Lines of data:
_ _ _ _ _
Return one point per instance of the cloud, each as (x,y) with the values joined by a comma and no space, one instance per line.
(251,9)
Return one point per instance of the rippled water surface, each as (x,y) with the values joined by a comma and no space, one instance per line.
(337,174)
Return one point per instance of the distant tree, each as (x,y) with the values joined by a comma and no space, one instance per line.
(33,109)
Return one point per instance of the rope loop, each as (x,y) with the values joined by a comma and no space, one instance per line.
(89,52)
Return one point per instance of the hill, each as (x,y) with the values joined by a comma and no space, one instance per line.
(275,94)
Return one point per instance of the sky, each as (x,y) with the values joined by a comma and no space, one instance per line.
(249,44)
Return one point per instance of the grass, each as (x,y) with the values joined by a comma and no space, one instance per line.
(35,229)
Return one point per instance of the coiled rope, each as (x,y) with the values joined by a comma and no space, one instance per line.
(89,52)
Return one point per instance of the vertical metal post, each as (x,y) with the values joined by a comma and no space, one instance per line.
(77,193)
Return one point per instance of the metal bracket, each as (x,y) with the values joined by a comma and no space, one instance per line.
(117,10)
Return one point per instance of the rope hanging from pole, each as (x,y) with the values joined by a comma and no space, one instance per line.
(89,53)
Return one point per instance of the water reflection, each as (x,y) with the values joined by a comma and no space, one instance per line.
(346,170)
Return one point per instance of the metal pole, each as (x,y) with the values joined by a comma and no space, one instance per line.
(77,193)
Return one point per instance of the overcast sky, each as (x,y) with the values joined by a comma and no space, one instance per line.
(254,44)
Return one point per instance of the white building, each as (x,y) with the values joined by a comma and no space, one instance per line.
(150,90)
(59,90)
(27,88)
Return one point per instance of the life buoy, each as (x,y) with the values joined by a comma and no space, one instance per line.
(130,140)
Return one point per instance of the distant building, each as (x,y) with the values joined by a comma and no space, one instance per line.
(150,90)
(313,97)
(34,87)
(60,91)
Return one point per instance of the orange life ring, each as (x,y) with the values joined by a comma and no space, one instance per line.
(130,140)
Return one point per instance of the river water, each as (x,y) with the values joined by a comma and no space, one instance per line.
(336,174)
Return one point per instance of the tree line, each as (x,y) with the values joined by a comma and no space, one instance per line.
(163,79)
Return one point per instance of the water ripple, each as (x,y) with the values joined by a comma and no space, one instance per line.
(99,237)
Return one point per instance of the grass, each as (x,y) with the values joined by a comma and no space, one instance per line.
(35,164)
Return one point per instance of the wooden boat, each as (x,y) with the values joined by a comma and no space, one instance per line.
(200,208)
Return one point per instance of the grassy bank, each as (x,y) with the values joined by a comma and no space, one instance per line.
_ _ _ _ _
Written task: Copy the records from the line containing "Return one point per instance of the river" through the end of the records, keeping every request and answer. Multiply each coordinate in the answers by 1.15 and round to the nearest whole number, with halves rounded up.

Full output:
Return one point per instance of the river water, each as (x,y) with the values joined by a comma and no space, one instance per line.
(386,200)
Return one point per instance of the tree line, each as (x,y) with the values joined by a comma and no space, one instance per line.
(187,91)
Return one point per instance of the water ripple, each as (x,y) with the values joined by a comma and no space, one instance per line.
(114,273)
Return one point per instance of the grass, each as (x,y) with the values joined by a comma and no space, one instance per line.
(40,189)
Return one point per instance of the wooden boat, each as (x,y) with the values joined by a comma and no space, one instance per line.
(230,239)
Return one point per instance of the grassy bank, each as (x,y) with the values joined by a comma and no space, one instance per line.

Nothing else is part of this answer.